Region pointing data
__________
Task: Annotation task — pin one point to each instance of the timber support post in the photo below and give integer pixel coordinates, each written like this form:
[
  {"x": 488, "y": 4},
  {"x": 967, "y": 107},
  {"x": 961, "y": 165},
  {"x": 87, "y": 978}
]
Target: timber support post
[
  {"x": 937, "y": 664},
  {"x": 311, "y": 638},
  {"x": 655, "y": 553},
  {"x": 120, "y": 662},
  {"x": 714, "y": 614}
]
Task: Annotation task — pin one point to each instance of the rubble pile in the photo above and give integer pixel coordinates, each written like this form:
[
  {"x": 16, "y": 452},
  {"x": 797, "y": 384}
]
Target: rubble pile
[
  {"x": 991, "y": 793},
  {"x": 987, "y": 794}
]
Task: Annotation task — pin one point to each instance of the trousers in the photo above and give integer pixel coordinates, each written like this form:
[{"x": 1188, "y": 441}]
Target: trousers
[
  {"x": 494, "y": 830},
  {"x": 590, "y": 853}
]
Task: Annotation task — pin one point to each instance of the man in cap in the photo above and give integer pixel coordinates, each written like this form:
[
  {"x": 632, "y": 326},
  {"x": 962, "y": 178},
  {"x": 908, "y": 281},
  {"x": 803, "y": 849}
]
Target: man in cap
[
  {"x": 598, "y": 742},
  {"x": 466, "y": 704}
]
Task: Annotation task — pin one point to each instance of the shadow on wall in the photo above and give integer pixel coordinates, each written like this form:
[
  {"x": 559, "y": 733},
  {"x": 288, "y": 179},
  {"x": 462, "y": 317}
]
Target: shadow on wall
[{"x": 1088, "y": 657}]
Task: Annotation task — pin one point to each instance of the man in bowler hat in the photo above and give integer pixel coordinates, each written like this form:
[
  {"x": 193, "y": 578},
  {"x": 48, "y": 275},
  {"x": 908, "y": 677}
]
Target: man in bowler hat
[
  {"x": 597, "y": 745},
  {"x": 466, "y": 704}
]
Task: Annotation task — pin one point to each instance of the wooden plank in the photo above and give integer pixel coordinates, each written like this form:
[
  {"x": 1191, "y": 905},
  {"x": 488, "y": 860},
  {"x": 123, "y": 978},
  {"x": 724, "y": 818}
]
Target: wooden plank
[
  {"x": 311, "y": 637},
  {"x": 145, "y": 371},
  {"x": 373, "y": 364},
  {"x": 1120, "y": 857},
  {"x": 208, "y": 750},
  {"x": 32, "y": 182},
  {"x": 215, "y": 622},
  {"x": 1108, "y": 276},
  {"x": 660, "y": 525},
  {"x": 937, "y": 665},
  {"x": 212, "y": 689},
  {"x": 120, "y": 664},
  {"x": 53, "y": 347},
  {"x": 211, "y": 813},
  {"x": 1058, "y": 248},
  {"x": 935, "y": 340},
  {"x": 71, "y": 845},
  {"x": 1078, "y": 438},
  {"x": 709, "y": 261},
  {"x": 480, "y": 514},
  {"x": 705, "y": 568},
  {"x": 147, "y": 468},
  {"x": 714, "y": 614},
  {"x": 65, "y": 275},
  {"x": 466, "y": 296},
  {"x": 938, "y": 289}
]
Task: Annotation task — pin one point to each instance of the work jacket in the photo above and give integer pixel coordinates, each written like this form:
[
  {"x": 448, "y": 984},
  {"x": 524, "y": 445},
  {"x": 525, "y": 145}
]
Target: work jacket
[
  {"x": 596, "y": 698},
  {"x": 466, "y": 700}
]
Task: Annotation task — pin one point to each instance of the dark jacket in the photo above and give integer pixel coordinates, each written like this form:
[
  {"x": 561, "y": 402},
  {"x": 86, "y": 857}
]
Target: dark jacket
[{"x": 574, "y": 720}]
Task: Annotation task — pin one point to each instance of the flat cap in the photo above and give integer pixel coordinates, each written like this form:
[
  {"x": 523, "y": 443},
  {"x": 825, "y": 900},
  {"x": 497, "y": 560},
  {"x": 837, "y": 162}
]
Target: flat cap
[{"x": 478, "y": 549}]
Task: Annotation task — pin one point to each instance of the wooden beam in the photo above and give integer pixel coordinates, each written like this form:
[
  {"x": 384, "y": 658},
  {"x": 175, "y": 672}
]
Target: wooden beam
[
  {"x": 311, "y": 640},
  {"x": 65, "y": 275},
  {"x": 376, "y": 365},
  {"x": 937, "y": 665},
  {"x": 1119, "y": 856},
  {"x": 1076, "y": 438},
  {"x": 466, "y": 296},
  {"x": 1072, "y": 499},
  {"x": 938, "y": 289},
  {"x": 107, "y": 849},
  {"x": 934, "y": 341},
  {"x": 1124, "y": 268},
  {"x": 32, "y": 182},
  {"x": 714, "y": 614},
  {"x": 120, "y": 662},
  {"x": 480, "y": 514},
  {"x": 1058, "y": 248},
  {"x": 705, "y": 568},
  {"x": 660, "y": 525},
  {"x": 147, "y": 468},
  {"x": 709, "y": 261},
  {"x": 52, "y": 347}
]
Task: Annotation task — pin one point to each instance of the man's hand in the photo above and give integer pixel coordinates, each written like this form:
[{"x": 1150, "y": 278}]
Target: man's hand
__________
■ What to work on:
Having read the entries, output all of them verbatim.

■ Solution to this problem:
Task: Annotation task — pin one point to each instance of the timber support post in the photo below and give integer pixel coordinates, each written like this form:
[
  {"x": 488, "y": 4},
  {"x": 967, "y": 107},
  {"x": 961, "y": 165},
  {"x": 87, "y": 978}
]
Target: timber support post
[
  {"x": 937, "y": 664},
  {"x": 311, "y": 638},
  {"x": 655, "y": 553},
  {"x": 120, "y": 662},
  {"x": 714, "y": 614}
]
Task: Annotation task — pin one point to each instance of the rubble pile in the photo above and give integer pixel coordinates, each written like this form:
[
  {"x": 16, "y": 452},
  {"x": 797, "y": 384}
]
Target: rubble pile
[
  {"x": 991, "y": 793},
  {"x": 987, "y": 794}
]
Task: Annotation task — pin one point to each instance of the trousers in the photo above and give integer pixel coordinates, each written like this form:
[{"x": 1188, "y": 441}]
Target: trousers
[
  {"x": 494, "y": 830},
  {"x": 590, "y": 853}
]
Task: Annotation task — pin one point to each instance of the man in cap in the photo above and give integer pixel coordinates, each written like this form:
[
  {"x": 632, "y": 326},
  {"x": 962, "y": 178},
  {"x": 908, "y": 281},
  {"x": 803, "y": 849}
]
Target: man in cap
[
  {"x": 598, "y": 742},
  {"x": 466, "y": 704}
]
Task: Annotation task — pin one point to each instance of the shadow on wall in the photo above and give integer pixel coordinates, each written like this form:
[
  {"x": 559, "y": 733},
  {"x": 288, "y": 179},
  {"x": 462, "y": 317}
]
Target: shadow on wall
[{"x": 1088, "y": 657}]
Task: Annotation task — pin one point to each instance of the man in bowler hat in the photo above and give integer pixel coordinates, each written like this form:
[
  {"x": 193, "y": 578},
  {"x": 48, "y": 275},
  {"x": 908, "y": 677}
]
Target: man in bowler hat
[
  {"x": 597, "y": 745},
  {"x": 466, "y": 704}
]
Task: Annotation task — pin one point to each instance of the wooden plank in the photo above and give integer pixel coordinates, each written like this form:
[
  {"x": 1191, "y": 905},
  {"x": 488, "y": 860},
  {"x": 123, "y": 978},
  {"x": 724, "y": 818}
]
Target: wooden plank
[
  {"x": 311, "y": 637},
  {"x": 145, "y": 371},
  {"x": 373, "y": 364},
  {"x": 1120, "y": 857},
  {"x": 208, "y": 750},
  {"x": 32, "y": 182},
  {"x": 215, "y": 622},
  {"x": 1108, "y": 276},
  {"x": 660, "y": 525},
  {"x": 937, "y": 665},
  {"x": 212, "y": 689},
  {"x": 120, "y": 664},
  {"x": 53, "y": 347},
  {"x": 211, "y": 813},
  {"x": 1058, "y": 248},
  {"x": 935, "y": 340},
  {"x": 71, "y": 845},
  {"x": 1078, "y": 438},
  {"x": 709, "y": 261},
  {"x": 480, "y": 514},
  {"x": 705, "y": 568},
  {"x": 147, "y": 468},
  {"x": 714, "y": 614},
  {"x": 65, "y": 275},
  {"x": 466, "y": 296},
  {"x": 938, "y": 289}
]
Task: Annotation task — pin one point to each instance of the work jacket in the photo above and give integer pixel coordinates, each written like this form:
[
  {"x": 448, "y": 984},
  {"x": 524, "y": 445},
  {"x": 525, "y": 145}
]
Target: work jacket
[
  {"x": 596, "y": 698},
  {"x": 466, "y": 700}
]
Task: Annotation task — pin one point to each instance of the dark jacket in the photo above and give integer pixel coordinates, each written like this form:
[
  {"x": 561, "y": 402},
  {"x": 86, "y": 857}
]
Target: dark jacket
[{"x": 574, "y": 720}]
Task: Annotation task — pin one point to each instance of the flat cap in the photo above and give integer pixel coordinates, each written like this form:
[
  {"x": 523, "y": 443},
  {"x": 825, "y": 900},
  {"x": 497, "y": 560},
  {"x": 837, "y": 162}
]
Target: flat cap
[{"x": 478, "y": 549}]
Task: Annotation task — pin one point to each instance of the wooden beam in the photo above and give integer pixel coordinates, each written like this form:
[
  {"x": 384, "y": 658},
  {"x": 175, "y": 672}
]
Target: wooden beam
[
  {"x": 311, "y": 640},
  {"x": 65, "y": 275},
  {"x": 376, "y": 365},
  {"x": 937, "y": 665},
  {"x": 1119, "y": 856},
  {"x": 1076, "y": 438},
  {"x": 466, "y": 296},
  {"x": 1072, "y": 499},
  {"x": 938, "y": 289},
  {"x": 107, "y": 849},
  {"x": 934, "y": 341},
  {"x": 1124, "y": 268},
  {"x": 32, "y": 182},
  {"x": 714, "y": 614},
  {"x": 120, "y": 662},
  {"x": 480, "y": 514},
  {"x": 1058, "y": 248},
  {"x": 705, "y": 568},
  {"x": 660, "y": 525},
  {"x": 147, "y": 468},
  {"x": 709, "y": 261},
  {"x": 52, "y": 347}
]
Task: Annotation task — pin one point to each instance of the man's hand in the photo above and give integer pixel coordinates, each written like this form:
[{"x": 1150, "y": 278}]
Target: man's hand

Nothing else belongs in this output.